* _Source text_
I'm actually overselling this and trying to be nice. Switching high powered cores with low powered cores is the worst "benefit" for any high end PC. These CPUs are still limited to 8 large cores, Intel needs to do much better than that. They could have done 12+4 or something like that. (are they forced to use 8 max because of some weird architecture limit?)

Like I said before, this is mostly for either mobile devices like laptops of very niche PCs (power/cooling constrained builds). I'm sure it will shine in some battery tests.
You're not thinking in terms of performance-per-watt-per area. Intel could've gone with larger cores (albeit less of them) for a given area, but more large cores would consume more power in the same area. So instead Intel chose to maximize this area with a blend of high performance and low-performance cores.

If the windows and linux kernel thread schedulers can take full advantage of the two types of cores and efficiently schedule threads, then you get good performance efficiency.

Case in point: if the rumors are true, the PL2 of the 16-core 12900K is 228W, which is less than that of the 8-core Rocket Lake. If (and this is a BIG IF) the chips really do perform well, and within this PL2 power budget, then Intel would've pulled off quite a feat! More cores more performance, and more efficiency. That's good engineering.

Just because a desktop CPU is connected to a beefy power supply doesn't mean the CPU manufacturer(s) shouldn't try to be as efficient as possible. The future of CPU design is going to be tiles/chiplets and blend of different types of compute. We just have to see how the new cores perform in Windows/Linux... to know whether the experiment is worth it or not.

* _Prompt 1_
Count the lines of the listing that contain the string "windshield", treating case as significant, and give only that number.
* _Prompt 2_
Write a continuation of the comment on Intel's blend of large and small CPU cores, beginning after its final sentence.

[Excerpts from a point labeling dataset]
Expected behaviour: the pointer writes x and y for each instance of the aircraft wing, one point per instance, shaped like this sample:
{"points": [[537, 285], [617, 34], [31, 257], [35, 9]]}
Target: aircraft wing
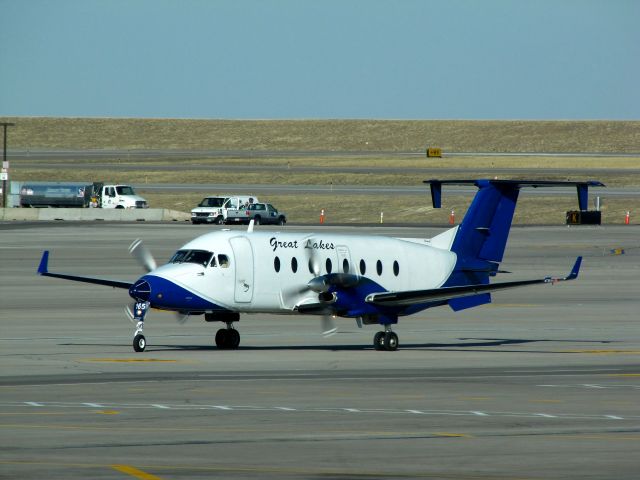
{"points": [[413, 297], [44, 271]]}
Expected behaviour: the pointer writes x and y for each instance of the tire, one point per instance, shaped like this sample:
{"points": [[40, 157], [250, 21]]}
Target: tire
{"points": [[221, 338], [139, 343]]}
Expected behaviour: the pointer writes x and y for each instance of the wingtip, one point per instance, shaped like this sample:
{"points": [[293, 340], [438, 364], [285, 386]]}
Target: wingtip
{"points": [[44, 262], [576, 269]]}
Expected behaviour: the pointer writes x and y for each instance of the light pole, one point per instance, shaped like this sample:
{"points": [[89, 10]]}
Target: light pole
{"points": [[5, 165]]}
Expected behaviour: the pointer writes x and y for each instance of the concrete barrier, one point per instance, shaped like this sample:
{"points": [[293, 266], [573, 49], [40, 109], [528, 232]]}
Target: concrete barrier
{"points": [[89, 214]]}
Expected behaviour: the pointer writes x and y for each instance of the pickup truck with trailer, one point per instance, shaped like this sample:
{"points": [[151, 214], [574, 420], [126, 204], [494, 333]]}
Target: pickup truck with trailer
{"points": [[215, 209], [79, 195], [261, 213]]}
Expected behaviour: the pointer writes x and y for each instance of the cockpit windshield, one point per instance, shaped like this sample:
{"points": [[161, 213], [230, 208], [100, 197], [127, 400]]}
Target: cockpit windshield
{"points": [[200, 257]]}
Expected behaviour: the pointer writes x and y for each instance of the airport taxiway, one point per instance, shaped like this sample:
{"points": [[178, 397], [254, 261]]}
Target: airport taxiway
{"points": [[543, 383]]}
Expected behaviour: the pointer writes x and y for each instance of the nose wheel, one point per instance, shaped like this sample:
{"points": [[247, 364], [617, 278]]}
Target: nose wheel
{"points": [[387, 340], [139, 343], [228, 338]]}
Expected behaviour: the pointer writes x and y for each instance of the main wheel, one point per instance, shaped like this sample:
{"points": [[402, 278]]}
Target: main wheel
{"points": [[222, 338], [234, 339], [378, 341], [139, 343], [390, 341]]}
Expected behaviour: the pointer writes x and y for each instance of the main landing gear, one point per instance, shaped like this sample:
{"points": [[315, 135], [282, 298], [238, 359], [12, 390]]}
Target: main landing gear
{"points": [[386, 340], [228, 338]]}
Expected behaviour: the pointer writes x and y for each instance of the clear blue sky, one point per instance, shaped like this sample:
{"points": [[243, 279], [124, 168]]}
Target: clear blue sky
{"points": [[388, 59]]}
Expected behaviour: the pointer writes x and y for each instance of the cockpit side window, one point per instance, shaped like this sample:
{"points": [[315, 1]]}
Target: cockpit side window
{"points": [[200, 257], [178, 256]]}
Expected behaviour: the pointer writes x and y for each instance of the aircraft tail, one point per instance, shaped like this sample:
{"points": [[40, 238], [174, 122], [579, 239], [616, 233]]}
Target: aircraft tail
{"points": [[481, 237]]}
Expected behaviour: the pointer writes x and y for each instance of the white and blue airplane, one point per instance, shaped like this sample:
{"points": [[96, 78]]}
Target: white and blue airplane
{"points": [[372, 279]]}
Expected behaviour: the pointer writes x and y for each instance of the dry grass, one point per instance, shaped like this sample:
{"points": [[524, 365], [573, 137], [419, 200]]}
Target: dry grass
{"points": [[326, 135], [531, 210]]}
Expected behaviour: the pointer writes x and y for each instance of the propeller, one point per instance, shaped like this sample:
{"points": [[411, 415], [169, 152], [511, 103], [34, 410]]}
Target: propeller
{"points": [[142, 255], [328, 324]]}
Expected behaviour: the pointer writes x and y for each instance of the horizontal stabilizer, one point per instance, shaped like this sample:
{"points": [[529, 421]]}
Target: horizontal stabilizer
{"points": [[43, 269], [582, 187], [416, 297]]}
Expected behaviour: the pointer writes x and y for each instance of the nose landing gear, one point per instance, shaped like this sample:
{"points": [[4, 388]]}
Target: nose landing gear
{"points": [[228, 338], [139, 312]]}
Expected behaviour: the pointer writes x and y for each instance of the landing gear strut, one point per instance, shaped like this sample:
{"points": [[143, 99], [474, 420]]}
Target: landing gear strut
{"points": [[386, 340], [139, 312], [228, 338]]}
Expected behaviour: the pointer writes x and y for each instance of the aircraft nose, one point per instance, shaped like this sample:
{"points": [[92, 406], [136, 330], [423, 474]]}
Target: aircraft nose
{"points": [[141, 290]]}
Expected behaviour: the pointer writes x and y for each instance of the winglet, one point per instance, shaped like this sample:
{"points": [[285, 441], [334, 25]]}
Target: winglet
{"points": [[43, 268], [572, 275]]}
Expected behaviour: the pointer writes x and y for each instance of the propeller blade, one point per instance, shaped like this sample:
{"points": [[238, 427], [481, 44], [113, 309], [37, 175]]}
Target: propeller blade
{"points": [[142, 255], [328, 325], [182, 317]]}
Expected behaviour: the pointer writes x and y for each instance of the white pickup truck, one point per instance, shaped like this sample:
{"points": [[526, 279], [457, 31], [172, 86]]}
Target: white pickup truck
{"points": [[79, 195], [216, 209], [260, 213]]}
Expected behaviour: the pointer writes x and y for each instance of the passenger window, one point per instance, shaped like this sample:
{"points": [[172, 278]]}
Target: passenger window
{"points": [[223, 260]]}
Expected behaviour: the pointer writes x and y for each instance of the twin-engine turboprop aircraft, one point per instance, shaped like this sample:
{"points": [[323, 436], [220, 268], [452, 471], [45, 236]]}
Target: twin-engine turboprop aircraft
{"points": [[373, 279]]}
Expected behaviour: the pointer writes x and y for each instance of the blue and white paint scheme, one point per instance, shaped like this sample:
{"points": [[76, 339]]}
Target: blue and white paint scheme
{"points": [[372, 279]]}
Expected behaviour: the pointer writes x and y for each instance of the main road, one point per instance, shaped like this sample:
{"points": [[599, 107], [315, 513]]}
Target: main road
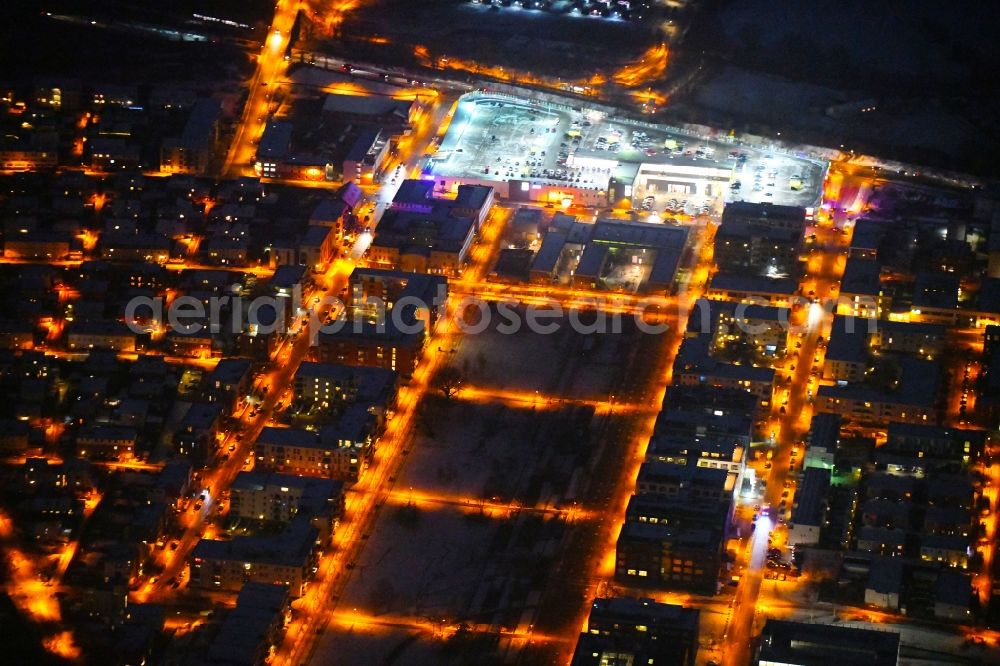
{"points": [[789, 422]]}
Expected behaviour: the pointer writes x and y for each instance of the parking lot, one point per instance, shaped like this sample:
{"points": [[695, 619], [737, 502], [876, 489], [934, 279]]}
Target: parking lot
{"points": [[500, 138], [503, 139]]}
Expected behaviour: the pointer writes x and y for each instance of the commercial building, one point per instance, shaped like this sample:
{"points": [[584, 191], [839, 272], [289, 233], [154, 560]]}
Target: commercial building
{"points": [[784, 643], [861, 293], [763, 327], [911, 398], [193, 149], [752, 288], [102, 442], [810, 507], [638, 631], [251, 631], [327, 385], [424, 234], [394, 115], [281, 498], [365, 157], [610, 254], [100, 334], [287, 558], [374, 334], [695, 366], [341, 450]]}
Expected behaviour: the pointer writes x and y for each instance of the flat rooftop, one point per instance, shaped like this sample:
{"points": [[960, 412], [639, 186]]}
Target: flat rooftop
{"points": [[503, 139]]}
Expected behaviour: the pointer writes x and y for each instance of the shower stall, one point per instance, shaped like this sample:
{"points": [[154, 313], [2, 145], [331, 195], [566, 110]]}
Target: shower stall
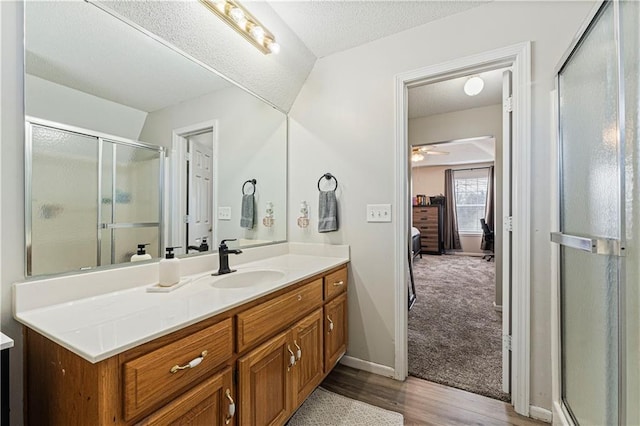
{"points": [[91, 198]]}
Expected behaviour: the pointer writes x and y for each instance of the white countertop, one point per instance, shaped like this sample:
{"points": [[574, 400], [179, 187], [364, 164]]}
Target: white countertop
{"points": [[101, 326], [5, 342]]}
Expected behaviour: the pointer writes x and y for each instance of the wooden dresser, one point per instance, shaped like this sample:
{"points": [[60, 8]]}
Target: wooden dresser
{"points": [[429, 220]]}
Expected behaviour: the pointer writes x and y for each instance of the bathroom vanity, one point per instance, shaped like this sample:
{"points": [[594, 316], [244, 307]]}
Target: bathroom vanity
{"points": [[252, 360]]}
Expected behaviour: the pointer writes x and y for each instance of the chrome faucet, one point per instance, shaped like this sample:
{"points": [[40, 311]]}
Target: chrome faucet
{"points": [[223, 254]]}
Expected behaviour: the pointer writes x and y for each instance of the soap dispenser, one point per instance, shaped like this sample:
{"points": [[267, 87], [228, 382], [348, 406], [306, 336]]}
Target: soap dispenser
{"points": [[169, 269], [142, 254]]}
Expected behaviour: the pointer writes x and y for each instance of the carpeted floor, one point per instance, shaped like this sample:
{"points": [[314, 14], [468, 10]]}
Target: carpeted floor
{"points": [[454, 331]]}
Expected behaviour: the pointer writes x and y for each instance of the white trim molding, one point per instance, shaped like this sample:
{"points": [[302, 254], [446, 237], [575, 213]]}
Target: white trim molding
{"points": [[517, 56], [540, 413], [371, 367]]}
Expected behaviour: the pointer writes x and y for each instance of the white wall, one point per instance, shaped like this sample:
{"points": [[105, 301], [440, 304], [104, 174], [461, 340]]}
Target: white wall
{"points": [[62, 104], [429, 181], [12, 184], [252, 144], [343, 122]]}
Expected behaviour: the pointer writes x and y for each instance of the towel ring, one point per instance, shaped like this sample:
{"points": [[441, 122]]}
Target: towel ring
{"points": [[327, 176], [252, 182]]}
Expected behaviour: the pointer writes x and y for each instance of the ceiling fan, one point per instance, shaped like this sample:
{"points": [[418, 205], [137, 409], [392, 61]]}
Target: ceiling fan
{"points": [[418, 152]]}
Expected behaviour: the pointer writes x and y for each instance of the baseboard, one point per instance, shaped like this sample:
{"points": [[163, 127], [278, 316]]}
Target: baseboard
{"points": [[539, 413], [371, 367]]}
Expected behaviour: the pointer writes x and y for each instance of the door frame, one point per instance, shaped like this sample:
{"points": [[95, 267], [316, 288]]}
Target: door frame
{"points": [[559, 412], [518, 57], [177, 206]]}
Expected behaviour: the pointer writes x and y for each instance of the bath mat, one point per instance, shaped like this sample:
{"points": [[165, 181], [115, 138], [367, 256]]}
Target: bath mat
{"points": [[324, 408]]}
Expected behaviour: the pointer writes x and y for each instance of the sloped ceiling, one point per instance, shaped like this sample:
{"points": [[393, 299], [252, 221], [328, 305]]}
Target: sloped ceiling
{"points": [[328, 27], [306, 30]]}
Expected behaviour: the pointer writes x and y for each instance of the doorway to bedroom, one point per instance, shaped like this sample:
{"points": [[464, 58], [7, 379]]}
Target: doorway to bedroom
{"points": [[456, 182]]}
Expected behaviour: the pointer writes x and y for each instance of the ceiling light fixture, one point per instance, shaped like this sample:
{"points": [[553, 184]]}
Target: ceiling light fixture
{"points": [[473, 86], [238, 18]]}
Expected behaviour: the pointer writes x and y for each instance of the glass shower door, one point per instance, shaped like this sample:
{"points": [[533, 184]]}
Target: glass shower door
{"points": [[591, 225]]}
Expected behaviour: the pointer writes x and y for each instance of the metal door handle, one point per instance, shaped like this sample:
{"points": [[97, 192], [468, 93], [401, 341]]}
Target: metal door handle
{"points": [[602, 246]]}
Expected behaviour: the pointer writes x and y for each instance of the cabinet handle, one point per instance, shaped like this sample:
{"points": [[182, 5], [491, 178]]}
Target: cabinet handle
{"points": [[192, 364], [292, 358], [299, 351], [330, 324], [232, 407]]}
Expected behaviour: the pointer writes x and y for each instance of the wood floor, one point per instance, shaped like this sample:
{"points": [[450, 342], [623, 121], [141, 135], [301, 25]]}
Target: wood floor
{"points": [[422, 402]]}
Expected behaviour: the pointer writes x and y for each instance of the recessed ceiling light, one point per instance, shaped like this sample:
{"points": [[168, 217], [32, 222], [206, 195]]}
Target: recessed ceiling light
{"points": [[473, 86]]}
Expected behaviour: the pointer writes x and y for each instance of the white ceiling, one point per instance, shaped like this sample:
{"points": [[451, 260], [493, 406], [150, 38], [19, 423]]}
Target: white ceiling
{"points": [[327, 27], [448, 96], [75, 44], [462, 151]]}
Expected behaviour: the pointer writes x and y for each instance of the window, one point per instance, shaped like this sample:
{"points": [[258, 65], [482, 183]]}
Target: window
{"points": [[471, 198]]}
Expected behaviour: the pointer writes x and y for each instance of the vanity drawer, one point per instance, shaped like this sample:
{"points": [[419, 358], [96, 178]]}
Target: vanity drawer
{"points": [[148, 379], [264, 320], [335, 283]]}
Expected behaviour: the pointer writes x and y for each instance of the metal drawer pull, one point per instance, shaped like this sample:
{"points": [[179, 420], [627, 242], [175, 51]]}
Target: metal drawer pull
{"points": [[299, 351], [292, 358], [192, 364], [232, 407], [330, 324]]}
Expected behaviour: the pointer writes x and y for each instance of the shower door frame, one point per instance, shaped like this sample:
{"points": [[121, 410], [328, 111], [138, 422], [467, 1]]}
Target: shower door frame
{"points": [[100, 226], [560, 412]]}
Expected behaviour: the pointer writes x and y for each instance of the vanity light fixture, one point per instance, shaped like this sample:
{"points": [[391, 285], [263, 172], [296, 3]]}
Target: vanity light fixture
{"points": [[238, 18], [473, 86]]}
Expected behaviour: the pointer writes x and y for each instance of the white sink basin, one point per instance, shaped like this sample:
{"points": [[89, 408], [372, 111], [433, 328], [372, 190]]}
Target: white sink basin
{"points": [[251, 278]]}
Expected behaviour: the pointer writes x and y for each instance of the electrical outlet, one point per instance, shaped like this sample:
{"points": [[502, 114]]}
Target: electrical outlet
{"points": [[224, 213], [378, 212]]}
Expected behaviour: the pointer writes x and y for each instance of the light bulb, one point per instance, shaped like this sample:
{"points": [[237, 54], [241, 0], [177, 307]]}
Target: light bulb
{"points": [[238, 17], [473, 86], [257, 33], [221, 5], [273, 46], [415, 157]]}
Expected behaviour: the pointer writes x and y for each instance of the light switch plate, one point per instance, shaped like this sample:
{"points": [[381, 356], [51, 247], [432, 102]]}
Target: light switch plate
{"points": [[224, 213], [378, 212]]}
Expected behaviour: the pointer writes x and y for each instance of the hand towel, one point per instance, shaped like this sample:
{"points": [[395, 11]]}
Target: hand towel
{"points": [[327, 212], [248, 211]]}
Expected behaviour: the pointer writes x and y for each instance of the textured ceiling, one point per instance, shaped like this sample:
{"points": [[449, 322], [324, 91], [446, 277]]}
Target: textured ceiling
{"points": [[328, 27], [464, 151], [77, 45], [448, 96], [191, 27]]}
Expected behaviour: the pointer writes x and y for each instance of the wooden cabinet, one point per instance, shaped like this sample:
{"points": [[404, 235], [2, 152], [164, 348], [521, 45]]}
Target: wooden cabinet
{"points": [[210, 403], [277, 349], [308, 347], [276, 377], [429, 220], [264, 382], [335, 331]]}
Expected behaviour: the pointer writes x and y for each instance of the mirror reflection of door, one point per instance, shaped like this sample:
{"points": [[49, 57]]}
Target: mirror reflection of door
{"points": [[199, 225]]}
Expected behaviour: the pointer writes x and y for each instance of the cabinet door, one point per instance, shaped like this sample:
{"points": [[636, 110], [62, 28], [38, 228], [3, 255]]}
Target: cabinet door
{"points": [[307, 341], [209, 403], [265, 382], [335, 331]]}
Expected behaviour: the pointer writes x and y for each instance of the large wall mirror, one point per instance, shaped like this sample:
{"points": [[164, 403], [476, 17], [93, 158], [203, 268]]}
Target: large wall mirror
{"points": [[130, 142]]}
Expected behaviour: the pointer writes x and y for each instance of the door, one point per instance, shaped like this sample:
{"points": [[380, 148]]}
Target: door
{"points": [[307, 340], [210, 403], [503, 259], [592, 230], [265, 383], [200, 190]]}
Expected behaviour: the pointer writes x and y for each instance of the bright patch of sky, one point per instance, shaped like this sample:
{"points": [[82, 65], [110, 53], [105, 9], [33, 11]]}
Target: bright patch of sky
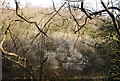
{"points": [[48, 3]]}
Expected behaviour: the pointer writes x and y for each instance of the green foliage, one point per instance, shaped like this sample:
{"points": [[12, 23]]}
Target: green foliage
{"points": [[114, 68]]}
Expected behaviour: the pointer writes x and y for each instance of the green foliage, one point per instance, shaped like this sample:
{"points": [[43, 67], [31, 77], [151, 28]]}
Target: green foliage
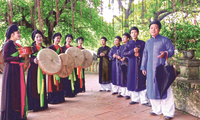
{"points": [[91, 30]]}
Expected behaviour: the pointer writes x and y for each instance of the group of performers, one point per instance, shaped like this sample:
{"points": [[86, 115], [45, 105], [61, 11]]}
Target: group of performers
{"points": [[129, 69], [18, 96]]}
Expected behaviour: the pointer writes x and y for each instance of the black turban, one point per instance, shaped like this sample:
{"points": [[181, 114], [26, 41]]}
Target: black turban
{"points": [[118, 37], [79, 38], [35, 32], [55, 35], [156, 22], [68, 35], [127, 35], [134, 28], [11, 29], [104, 38]]}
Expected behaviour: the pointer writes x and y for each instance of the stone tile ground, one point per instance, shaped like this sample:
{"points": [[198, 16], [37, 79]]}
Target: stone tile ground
{"points": [[95, 105]]}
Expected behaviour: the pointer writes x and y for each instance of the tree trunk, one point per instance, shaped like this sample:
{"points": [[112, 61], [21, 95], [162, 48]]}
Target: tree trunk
{"points": [[68, 12], [72, 15], [75, 7], [90, 12]]}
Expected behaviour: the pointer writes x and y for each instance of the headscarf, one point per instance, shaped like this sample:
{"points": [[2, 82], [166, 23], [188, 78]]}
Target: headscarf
{"points": [[11, 29], [155, 22]]}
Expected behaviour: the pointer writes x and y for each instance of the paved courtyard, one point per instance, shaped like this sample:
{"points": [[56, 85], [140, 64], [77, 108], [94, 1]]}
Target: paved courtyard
{"points": [[95, 105]]}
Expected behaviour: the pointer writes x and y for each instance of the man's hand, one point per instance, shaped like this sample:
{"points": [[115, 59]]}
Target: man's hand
{"points": [[136, 49], [162, 55], [144, 72]]}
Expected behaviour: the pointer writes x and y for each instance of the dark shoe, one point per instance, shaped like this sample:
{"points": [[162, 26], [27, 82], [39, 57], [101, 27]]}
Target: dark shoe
{"points": [[168, 118], [114, 93], [127, 97], [101, 90], [132, 102], [147, 104], [152, 113], [120, 96]]}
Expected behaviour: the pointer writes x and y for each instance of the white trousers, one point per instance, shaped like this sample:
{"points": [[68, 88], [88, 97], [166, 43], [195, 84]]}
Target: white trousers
{"points": [[124, 91], [115, 88], [164, 106], [106, 86], [140, 96]]}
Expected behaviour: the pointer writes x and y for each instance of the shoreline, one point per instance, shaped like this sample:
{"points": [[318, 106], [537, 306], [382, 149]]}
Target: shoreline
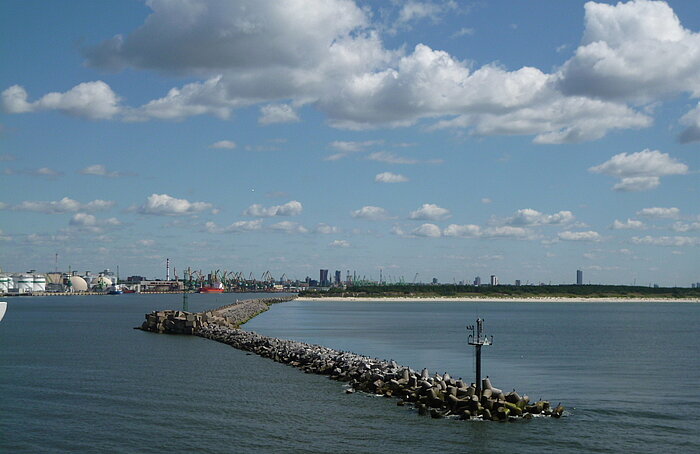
{"points": [[543, 299]]}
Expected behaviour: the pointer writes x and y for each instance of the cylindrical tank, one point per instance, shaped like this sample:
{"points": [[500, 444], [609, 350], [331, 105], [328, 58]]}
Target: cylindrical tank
{"points": [[5, 283], [101, 282], [39, 283], [78, 284], [24, 283]]}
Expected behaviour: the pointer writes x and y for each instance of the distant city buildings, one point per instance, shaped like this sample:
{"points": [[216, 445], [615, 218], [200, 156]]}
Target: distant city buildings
{"points": [[323, 278]]}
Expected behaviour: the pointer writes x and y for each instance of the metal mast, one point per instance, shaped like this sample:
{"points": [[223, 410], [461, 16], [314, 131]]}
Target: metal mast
{"points": [[477, 340]]}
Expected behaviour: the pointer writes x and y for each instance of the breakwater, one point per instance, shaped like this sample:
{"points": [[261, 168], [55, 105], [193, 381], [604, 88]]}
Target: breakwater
{"points": [[435, 395]]}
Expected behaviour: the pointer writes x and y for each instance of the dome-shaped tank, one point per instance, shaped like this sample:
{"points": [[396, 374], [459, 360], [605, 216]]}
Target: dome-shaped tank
{"points": [[101, 282], [78, 284], [24, 283], [5, 283], [39, 283]]}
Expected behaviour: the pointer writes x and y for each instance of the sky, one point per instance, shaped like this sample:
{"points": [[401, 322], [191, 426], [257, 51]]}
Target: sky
{"points": [[452, 139]]}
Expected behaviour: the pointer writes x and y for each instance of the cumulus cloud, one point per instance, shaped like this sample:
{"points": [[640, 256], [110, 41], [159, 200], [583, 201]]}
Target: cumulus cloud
{"points": [[692, 122], [240, 226], [631, 54], [589, 235], [465, 231], [635, 51], [430, 212], [93, 100], [291, 208], [660, 212], [99, 170], [289, 227], [641, 170], [427, 230], [388, 177], [225, 144], [630, 224], [165, 205], [371, 213], [277, 113], [339, 243], [65, 205], [326, 229], [89, 222], [530, 217], [675, 241]]}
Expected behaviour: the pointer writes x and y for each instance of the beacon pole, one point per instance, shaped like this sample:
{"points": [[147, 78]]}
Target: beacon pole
{"points": [[478, 339]]}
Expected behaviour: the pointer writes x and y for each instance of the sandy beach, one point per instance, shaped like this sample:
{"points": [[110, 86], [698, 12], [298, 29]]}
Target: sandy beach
{"points": [[508, 300]]}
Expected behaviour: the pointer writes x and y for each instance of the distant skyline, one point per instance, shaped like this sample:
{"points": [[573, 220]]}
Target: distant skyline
{"points": [[451, 139]]}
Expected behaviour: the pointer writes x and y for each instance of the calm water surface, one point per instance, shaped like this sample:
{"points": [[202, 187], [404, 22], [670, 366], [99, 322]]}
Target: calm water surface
{"points": [[74, 377]]}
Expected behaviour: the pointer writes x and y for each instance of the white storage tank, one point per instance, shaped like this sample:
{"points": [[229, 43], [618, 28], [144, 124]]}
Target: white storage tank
{"points": [[24, 283], [5, 283], [39, 283], [101, 282], [78, 284]]}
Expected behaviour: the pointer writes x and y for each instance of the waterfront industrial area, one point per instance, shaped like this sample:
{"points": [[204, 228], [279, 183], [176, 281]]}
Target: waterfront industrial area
{"points": [[73, 282]]}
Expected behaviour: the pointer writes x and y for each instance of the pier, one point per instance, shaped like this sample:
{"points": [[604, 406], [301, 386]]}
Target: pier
{"points": [[435, 395]]}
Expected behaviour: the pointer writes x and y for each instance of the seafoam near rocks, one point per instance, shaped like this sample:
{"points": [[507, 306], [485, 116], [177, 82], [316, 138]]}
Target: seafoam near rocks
{"points": [[435, 395]]}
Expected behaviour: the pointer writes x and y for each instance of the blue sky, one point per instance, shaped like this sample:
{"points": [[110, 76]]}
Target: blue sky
{"points": [[449, 139]]}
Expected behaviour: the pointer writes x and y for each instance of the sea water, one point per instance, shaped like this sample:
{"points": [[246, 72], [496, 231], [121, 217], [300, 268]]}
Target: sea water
{"points": [[75, 377]]}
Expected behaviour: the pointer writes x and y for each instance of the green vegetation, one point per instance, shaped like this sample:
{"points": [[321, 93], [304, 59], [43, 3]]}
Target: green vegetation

* _Exercise response 1_
2

* _Exercise response 2_
But don't fault Intel for being an empiricist and testing how to breathe life into x86 with new designs. The ARM attack is coming. Apple M2, Qualcomm Nuvia, Ampere Altra, possibly even Nvidia. Intel and AMD have to innovate especially in terms of efficiency to blunt the attack that is coming. Customers want more efficient cores. And Intel is trying to deliver that to the ecosystem.

And besides, this will allow Intel to simplify and unify its cpu-design. They can have one design for both laptop and desktop... unlike 11th gen which has different core designs for both laptop and desktop. If you look at Apple for instance, Apple is able to manufacture one chip, the M1, and put it into many different products: Mac mini, MacBook, iMac, iPad. Much more simple (from a design perspective) than having to expend energy to design, test, and manufacture multiple designs for desktop/laptop/tablet.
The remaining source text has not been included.